start INFORMATION PROVIDED

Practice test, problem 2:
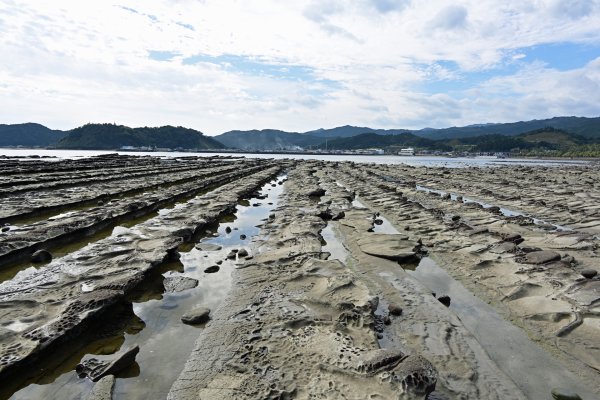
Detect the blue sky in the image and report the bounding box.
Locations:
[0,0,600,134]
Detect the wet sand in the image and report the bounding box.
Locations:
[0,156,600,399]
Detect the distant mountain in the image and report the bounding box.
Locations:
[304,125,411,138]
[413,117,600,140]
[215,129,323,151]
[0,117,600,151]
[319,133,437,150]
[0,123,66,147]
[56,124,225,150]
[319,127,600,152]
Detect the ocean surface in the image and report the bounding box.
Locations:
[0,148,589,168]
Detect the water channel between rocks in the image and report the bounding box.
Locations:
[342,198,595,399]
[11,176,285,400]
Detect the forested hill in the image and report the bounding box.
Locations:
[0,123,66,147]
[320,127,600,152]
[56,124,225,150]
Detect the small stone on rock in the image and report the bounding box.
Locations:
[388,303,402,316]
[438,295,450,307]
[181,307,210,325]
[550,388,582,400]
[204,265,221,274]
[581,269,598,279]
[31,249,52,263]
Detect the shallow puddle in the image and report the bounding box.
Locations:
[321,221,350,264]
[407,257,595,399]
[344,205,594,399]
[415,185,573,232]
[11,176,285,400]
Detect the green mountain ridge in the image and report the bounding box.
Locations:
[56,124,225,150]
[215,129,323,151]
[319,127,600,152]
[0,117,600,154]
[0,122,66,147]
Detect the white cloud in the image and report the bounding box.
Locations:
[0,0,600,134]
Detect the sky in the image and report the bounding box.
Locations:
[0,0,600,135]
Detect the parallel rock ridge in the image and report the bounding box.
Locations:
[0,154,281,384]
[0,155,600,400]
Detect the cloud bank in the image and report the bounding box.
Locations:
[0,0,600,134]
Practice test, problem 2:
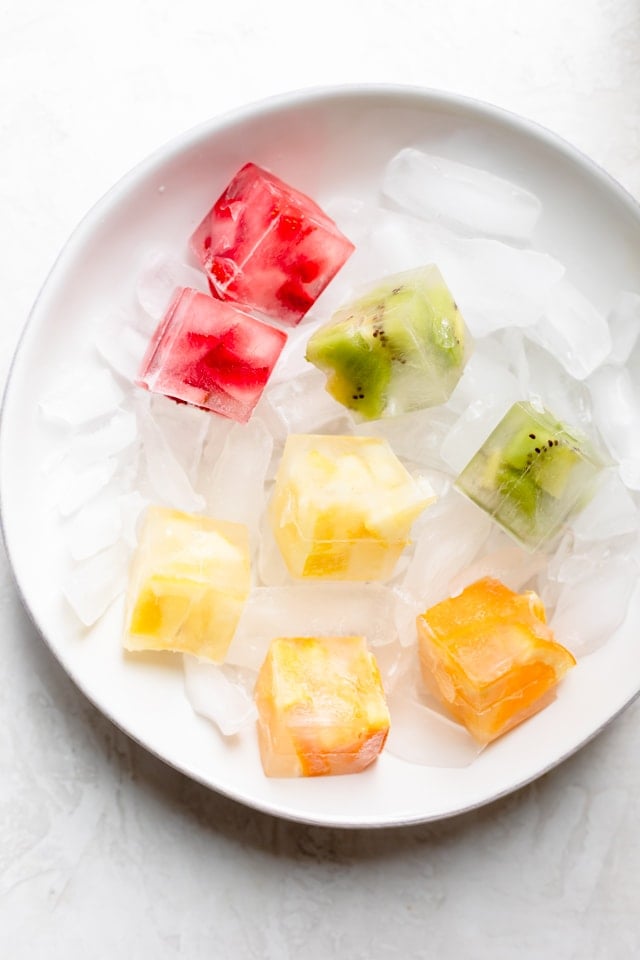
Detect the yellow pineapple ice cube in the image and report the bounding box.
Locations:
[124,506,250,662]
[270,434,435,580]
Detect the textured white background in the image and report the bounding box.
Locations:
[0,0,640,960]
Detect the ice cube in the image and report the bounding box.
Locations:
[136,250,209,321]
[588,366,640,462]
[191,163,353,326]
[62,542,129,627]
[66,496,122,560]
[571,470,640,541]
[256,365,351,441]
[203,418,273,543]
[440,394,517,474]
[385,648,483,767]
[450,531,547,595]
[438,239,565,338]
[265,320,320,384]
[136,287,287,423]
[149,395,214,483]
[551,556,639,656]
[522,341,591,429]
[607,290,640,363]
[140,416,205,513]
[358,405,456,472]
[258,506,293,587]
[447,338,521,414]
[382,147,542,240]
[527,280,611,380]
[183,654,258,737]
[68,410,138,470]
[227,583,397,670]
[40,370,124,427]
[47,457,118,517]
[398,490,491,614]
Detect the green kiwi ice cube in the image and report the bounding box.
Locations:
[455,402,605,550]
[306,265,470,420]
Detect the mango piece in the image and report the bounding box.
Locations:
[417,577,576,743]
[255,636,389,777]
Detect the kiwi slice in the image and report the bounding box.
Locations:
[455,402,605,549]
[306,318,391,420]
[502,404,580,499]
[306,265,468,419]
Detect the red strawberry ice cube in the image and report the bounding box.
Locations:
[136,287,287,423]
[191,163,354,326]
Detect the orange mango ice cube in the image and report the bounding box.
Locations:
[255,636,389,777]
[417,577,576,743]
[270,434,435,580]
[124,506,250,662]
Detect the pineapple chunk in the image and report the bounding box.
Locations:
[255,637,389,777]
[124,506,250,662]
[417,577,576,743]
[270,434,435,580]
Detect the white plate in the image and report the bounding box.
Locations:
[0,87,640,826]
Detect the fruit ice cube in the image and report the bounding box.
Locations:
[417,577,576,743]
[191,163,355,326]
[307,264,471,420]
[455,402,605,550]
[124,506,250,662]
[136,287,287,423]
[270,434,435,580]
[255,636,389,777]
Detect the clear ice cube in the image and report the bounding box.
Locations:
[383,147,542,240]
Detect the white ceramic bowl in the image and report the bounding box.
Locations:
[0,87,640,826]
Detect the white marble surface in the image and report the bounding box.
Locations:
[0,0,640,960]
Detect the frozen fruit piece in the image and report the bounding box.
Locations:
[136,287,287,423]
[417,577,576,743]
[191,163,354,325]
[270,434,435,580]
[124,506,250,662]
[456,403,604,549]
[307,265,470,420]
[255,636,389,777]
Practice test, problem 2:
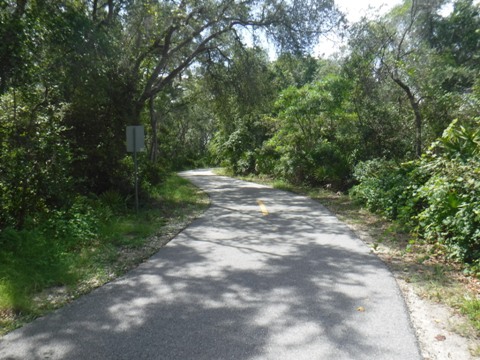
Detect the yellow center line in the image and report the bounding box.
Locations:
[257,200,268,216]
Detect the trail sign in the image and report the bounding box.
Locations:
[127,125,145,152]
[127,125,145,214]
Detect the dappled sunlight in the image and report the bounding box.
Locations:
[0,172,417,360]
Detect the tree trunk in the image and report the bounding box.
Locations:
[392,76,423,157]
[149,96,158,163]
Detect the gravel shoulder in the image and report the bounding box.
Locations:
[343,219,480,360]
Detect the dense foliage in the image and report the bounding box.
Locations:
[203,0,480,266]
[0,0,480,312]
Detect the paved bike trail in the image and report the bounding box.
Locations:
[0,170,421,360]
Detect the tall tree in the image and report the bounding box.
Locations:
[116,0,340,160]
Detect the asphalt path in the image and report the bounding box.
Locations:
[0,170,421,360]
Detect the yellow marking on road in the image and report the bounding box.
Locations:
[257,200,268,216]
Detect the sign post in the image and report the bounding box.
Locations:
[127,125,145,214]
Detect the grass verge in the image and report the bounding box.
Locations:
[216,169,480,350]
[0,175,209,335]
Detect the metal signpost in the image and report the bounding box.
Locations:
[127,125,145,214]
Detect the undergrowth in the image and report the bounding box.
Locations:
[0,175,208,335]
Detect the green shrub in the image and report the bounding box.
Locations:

end INFORMATION PROVIDED
start INFORMATION PROVIDED

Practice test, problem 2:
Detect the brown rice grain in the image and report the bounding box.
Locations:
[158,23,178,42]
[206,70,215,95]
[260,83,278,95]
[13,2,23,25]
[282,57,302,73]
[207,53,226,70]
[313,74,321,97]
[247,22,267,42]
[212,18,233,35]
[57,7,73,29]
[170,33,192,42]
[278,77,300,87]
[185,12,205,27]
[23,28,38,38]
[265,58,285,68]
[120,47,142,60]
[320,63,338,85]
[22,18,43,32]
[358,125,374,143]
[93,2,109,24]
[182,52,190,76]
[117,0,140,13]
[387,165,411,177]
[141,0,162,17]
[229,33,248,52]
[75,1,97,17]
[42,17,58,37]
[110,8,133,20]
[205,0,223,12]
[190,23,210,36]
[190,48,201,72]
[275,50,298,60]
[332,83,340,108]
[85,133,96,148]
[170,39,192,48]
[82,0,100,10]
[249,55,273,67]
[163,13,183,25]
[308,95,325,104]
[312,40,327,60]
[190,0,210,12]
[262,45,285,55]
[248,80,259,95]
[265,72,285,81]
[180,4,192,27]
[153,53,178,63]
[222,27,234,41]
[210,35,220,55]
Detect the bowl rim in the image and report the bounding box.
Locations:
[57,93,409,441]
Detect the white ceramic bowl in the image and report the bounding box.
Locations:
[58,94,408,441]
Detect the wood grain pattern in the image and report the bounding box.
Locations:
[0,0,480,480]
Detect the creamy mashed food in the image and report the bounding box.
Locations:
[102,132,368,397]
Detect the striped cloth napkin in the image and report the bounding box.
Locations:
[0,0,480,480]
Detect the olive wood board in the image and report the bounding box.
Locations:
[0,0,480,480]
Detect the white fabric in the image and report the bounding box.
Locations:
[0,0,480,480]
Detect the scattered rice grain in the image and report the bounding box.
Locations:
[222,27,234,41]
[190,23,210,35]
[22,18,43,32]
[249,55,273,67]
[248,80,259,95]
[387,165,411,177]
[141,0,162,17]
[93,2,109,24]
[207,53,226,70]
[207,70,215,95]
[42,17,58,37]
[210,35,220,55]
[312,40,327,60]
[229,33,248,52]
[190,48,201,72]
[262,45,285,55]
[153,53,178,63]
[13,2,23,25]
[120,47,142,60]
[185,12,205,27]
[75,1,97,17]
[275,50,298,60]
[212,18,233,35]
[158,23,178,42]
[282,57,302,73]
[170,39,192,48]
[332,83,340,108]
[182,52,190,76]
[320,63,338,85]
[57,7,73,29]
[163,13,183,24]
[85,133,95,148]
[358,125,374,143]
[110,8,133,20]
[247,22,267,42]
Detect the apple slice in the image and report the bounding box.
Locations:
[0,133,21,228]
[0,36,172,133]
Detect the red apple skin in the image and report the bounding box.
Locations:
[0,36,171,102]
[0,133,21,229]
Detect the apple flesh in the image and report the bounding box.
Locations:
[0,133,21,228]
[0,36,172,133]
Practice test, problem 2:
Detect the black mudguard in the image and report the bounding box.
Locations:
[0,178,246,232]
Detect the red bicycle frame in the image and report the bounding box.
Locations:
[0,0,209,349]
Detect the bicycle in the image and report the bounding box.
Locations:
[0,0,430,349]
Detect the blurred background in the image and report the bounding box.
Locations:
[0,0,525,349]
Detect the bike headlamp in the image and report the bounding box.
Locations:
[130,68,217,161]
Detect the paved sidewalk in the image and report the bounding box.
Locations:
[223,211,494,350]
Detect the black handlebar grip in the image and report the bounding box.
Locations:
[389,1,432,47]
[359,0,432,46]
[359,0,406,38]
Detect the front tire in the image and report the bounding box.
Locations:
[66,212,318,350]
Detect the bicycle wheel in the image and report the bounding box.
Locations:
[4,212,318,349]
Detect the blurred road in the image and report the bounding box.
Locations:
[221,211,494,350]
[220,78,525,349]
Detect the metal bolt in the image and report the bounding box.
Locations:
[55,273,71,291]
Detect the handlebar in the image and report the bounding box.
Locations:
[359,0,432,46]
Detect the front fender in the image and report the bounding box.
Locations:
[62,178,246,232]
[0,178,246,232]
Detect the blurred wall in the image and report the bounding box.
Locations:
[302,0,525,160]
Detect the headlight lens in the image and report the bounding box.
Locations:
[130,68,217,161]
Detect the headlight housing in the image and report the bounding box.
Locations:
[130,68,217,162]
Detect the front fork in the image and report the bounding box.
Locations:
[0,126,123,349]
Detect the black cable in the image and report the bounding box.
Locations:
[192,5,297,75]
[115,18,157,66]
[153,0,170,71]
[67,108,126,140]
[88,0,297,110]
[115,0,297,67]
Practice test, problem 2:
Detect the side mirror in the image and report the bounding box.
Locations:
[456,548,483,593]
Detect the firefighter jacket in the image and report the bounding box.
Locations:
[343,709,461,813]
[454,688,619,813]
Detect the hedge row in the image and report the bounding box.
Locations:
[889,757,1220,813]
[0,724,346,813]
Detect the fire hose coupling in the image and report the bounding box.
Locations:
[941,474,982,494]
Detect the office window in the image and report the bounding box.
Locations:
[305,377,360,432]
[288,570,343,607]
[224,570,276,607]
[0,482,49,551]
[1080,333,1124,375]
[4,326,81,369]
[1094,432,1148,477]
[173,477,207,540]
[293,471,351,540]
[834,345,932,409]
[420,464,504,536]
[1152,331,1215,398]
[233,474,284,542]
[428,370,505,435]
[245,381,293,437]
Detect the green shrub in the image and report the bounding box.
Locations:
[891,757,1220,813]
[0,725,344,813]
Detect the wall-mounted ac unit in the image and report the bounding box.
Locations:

end INFORMATION PROVIDED

- _EXERCISE INSTRUCTIONS_
Write out, word for word, the part of the entries that starts with the line containing "Detect the frozen" and ends with the line containing "[0,172,417,360]", including both of those lines. Leave out the picture.

- _CORRECT RESULT_
Detect the frozen fruit piece in the image and report the bounding box.
Locations:
[136,287,287,423]
[417,577,576,743]
[191,163,354,325]
[270,434,435,580]
[124,506,250,662]
[456,403,604,549]
[307,265,470,420]
[255,636,389,777]
Practice test, problem 2:
Detect the yellow center line in the image and report the bounding box.
Locations:
[257,200,268,216]
Detect the trail sign in the image and report the bounding box.
Locations:
[127,125,145,152]
[127,125,145,214]
Detect the dappled sunlight in the image and report the bounding box.
Locations:
[0,172,417,360]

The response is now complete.